● **Extracted data**:

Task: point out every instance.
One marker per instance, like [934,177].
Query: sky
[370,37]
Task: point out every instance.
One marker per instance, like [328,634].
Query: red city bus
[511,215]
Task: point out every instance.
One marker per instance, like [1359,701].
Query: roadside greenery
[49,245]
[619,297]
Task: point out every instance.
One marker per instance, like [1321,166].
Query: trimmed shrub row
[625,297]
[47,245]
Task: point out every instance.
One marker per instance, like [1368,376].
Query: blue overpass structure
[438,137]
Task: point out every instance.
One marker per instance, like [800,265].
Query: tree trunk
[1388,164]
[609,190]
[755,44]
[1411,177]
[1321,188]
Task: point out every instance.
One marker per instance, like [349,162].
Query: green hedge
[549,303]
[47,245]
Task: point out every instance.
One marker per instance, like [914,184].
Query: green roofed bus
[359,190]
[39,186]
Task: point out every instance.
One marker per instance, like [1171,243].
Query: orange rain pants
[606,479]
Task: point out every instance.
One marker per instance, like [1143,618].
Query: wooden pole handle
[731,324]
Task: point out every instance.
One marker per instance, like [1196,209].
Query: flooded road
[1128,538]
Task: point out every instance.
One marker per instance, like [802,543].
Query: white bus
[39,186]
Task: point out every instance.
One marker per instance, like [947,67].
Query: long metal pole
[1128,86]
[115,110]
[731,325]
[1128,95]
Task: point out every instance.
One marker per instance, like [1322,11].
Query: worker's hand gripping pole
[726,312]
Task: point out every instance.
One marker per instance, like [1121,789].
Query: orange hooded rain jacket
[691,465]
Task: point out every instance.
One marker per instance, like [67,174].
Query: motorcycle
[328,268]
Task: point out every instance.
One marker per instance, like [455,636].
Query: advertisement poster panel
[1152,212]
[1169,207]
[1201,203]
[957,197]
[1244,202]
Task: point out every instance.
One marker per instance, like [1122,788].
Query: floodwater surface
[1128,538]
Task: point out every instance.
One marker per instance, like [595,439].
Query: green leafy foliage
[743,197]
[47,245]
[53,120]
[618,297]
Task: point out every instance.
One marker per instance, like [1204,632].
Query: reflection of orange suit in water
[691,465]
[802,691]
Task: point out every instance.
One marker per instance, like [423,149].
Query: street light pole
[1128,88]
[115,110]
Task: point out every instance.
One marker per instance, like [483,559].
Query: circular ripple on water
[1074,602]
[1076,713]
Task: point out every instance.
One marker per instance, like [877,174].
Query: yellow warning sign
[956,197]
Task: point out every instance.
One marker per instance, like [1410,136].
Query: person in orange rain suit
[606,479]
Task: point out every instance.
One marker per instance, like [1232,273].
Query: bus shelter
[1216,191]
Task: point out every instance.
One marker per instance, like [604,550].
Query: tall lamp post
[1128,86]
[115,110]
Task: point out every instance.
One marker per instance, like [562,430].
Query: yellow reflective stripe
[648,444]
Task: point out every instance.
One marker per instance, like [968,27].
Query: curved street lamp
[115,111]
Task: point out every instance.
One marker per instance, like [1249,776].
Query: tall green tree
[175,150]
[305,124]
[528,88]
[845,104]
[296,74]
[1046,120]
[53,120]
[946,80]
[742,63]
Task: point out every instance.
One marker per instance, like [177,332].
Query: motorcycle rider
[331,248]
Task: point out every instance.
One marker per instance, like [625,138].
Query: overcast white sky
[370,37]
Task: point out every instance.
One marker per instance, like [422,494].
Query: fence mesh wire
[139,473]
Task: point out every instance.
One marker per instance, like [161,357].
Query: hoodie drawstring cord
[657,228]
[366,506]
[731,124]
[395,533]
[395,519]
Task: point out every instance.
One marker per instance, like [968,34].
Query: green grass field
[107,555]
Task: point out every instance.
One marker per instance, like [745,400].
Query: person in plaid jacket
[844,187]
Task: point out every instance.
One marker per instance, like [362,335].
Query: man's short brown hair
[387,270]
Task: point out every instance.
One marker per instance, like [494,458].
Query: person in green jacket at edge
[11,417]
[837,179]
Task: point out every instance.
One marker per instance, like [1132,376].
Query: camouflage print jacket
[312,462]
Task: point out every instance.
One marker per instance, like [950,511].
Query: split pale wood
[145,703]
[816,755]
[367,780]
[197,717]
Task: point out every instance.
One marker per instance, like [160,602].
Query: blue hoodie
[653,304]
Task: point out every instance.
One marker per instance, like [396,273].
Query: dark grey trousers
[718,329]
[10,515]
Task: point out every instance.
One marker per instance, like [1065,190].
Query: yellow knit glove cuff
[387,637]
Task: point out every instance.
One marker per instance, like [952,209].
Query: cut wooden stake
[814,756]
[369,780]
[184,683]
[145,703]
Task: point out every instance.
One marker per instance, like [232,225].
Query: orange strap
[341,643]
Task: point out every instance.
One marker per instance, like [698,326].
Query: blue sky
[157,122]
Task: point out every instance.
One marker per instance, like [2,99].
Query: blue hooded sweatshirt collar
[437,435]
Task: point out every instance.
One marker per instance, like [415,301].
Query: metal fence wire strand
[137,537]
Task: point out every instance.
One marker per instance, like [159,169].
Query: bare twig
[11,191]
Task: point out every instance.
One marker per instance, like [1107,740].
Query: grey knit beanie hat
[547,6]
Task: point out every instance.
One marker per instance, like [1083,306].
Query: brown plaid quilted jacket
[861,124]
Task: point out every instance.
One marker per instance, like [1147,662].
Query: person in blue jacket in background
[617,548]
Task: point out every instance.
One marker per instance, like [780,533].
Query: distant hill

● **Problem details**:
Which lines in the entries above contain the string "hoodie"? Pull out each of those lines and copy it unchanged.

● **Answer in full**:
Query: hoodie drawstring cord
Query: blue hoodie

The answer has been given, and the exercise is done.